Challenge: Return everything in the entries from the line containing "Could you please put a dot on the woman's" down to the last line, copied word for word.

━━━ Input data

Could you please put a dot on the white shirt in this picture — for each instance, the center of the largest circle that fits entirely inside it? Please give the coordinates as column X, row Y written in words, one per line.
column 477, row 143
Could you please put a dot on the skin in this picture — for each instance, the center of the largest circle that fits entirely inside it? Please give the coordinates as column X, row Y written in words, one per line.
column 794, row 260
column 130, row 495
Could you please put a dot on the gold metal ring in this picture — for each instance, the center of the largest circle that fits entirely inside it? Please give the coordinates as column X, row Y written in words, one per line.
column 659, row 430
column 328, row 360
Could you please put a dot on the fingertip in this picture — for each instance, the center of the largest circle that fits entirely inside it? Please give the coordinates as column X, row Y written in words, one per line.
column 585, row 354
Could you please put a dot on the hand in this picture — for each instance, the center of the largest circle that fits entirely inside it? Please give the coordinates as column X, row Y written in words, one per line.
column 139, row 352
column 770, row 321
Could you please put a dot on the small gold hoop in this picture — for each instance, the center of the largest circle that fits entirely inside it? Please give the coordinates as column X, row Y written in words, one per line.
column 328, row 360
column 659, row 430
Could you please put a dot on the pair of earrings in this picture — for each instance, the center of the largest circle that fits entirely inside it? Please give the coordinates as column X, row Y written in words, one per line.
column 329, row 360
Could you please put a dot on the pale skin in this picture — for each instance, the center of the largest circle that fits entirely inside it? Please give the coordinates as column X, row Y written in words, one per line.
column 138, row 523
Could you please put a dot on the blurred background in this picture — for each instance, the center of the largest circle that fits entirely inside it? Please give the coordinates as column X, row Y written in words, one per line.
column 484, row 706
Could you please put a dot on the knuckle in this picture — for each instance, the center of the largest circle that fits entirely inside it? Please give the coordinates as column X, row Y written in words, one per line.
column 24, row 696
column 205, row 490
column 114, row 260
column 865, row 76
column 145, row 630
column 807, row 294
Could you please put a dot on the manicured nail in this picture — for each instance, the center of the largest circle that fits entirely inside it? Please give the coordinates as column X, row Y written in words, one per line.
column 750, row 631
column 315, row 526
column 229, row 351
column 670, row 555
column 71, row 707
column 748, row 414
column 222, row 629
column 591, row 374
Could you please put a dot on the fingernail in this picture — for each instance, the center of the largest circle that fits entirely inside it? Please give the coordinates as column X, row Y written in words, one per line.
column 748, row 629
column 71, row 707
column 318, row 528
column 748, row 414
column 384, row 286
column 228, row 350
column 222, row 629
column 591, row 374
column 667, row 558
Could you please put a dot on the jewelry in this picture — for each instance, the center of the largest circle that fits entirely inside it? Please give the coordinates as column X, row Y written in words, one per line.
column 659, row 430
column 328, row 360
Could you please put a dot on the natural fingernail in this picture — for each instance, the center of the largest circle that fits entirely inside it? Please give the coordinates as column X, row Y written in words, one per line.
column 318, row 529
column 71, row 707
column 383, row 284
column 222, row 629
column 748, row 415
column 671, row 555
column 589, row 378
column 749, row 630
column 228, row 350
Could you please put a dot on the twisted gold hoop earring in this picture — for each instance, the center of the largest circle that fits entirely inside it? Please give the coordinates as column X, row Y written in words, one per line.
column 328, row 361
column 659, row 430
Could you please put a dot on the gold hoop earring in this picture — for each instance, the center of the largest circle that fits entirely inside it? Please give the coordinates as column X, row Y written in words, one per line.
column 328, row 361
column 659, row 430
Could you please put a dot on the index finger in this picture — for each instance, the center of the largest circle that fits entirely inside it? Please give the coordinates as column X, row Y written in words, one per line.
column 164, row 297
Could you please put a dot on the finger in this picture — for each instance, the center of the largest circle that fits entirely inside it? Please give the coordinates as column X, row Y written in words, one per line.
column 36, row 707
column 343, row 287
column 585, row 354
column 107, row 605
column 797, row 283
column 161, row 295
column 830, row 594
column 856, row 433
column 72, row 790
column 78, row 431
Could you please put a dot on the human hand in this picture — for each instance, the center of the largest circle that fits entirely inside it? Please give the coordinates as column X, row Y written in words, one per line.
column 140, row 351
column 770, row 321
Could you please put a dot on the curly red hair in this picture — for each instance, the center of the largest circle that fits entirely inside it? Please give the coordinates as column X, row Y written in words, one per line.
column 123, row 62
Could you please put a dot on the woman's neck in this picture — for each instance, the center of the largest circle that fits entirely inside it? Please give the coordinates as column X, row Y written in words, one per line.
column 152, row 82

━━━━━━

Result of the exercise:
Could you please put a dot on the woman's neck in this picture — for each instance, the center of the largest circle that fits entirely inside it? Please give the coordinates as column X, row Y written in words, one per line.
column 152, row 82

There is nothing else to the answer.